CONSIGNE. Dans l'extrait ci-dessous sur la communication sociétale des entreprises, recopiez à l'identique tout ce qui va de « Si la loi NRE » jusqu'à « des informations sociétales. ».

EXTRAIT CITÉ.
######

Si la loi NRE représente une contrainte pour les entreprises cotées, l’imprécision de certaines dispositions, ainsi que l’absence de sanctions en cas de non respect, affaiblissent le caractère coercitif de cette contrainte (Quairel, 2004). La disparité des pratiques de diffusion sociétale illustre d’ailleurs le caractère discrétionnaire de ces pratiques. En effet, de plus en plus d’entreprises françaises ne se contentent plus aujourd’hui de satisfaire les obligations de communication et divulguent des informations en dehors du cadre légal et réglementaire (Chauvey et Giordano-Spring, 2007). La question se pose alors de savoir pourquoi certaines entreprises publient volontairement des informations sociétales.

Pour y répondre, nous avons réalisé une monographie des diffusions d’information sociétale de Péchiney (aujourd’hui Alcan) au cours de la deuxième moitié du XXe siècle. Cette recherche a le double objectif d’enrichir la connaissance des pratiques de communication sociétale d’un point de vue longitudinal et de contribuer à une connaissance approfondie des motivations des entreprises dans la mise en oeuvre de telles diffusions. L’observation sur une période de 30 ans doit permettre d’identifier des ruptures ou des constantes dans la communication de l’entreprise et d’en cibler l’origine. Le choix de Péchiney se justifie d’une part, car cette entreprise opère dans un secteur d’activité proche de celui étudié dans les travaux originels de Guthrie et Parker (1989), et d’autre part, en raison de la disponibilité de données concernant cette entreprise sur une longue période. En effet, Pechiney a développé un important centre d’archives.

######

Liste des données
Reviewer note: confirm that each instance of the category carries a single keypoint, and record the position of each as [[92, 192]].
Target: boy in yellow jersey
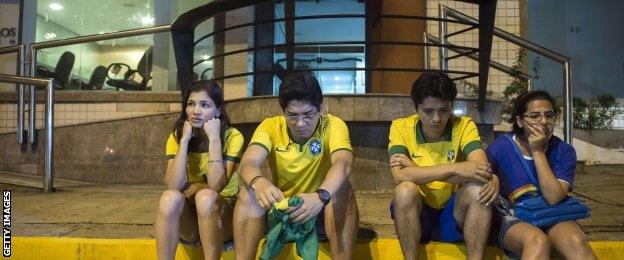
[[444, 181], [309, 155]]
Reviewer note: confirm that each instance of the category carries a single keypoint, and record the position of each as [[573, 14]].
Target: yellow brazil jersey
[[197, 163], [301, 168], [461, 138]]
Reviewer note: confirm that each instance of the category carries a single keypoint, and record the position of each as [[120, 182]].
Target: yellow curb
[[89, 248]]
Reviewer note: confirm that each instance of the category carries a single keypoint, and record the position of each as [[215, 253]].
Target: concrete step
[[36, 181], [88, 248]]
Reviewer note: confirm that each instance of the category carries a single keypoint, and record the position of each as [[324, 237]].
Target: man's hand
[[192, 189], [536, 137], [212, 128], [309, 208], [267, 193], [401, 160], [473, 171], [489, 191]]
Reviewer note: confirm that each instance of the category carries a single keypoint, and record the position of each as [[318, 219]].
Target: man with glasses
[[444, 182], [309, 155]]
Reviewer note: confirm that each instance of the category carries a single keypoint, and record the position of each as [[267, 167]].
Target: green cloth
[[282, 231]]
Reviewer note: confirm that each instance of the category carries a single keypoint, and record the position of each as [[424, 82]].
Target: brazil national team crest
[[450, 154], [315, 147]]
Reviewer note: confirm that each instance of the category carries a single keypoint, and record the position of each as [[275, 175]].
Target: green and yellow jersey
[[301, 168], [197, 163], [461, 138]]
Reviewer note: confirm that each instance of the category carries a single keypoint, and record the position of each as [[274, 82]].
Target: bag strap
[[526, 167]]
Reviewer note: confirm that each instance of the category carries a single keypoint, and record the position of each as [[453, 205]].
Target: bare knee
[[407, 194], [578, 240], [205, 202], [538, 244], [247, 205], [171, 204], [470, 191]]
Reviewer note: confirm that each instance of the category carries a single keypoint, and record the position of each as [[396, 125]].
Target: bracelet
[[254, 180], [211, 161]]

######

CORRIGÉ COMPLET.
Si la loi NRE représente une contrainte pour les entreprises cotées, l’imprécision de certaines dispositions, ainsi que l’absence de sanctions en cas de non respect, affaiblissent le caractère coercitif de cette contrainte (Quairel, 2004). La disparité des pratiques de diffusion sociétale illustre d’ailleurs le caractère discrétionnaire de ces pratiques. En effet, de plus en plus d’entreprises françaises ne se contentent plus aujourd’hui de satisfaire les obligations de communication et divulguent des informations en dehors du cadre légal et réglementaire (Chauvey et Giordano-Spring, 2007). La question se pose alors de savoir pourquoi certaines entreprises publient volontairement des informations sociétales.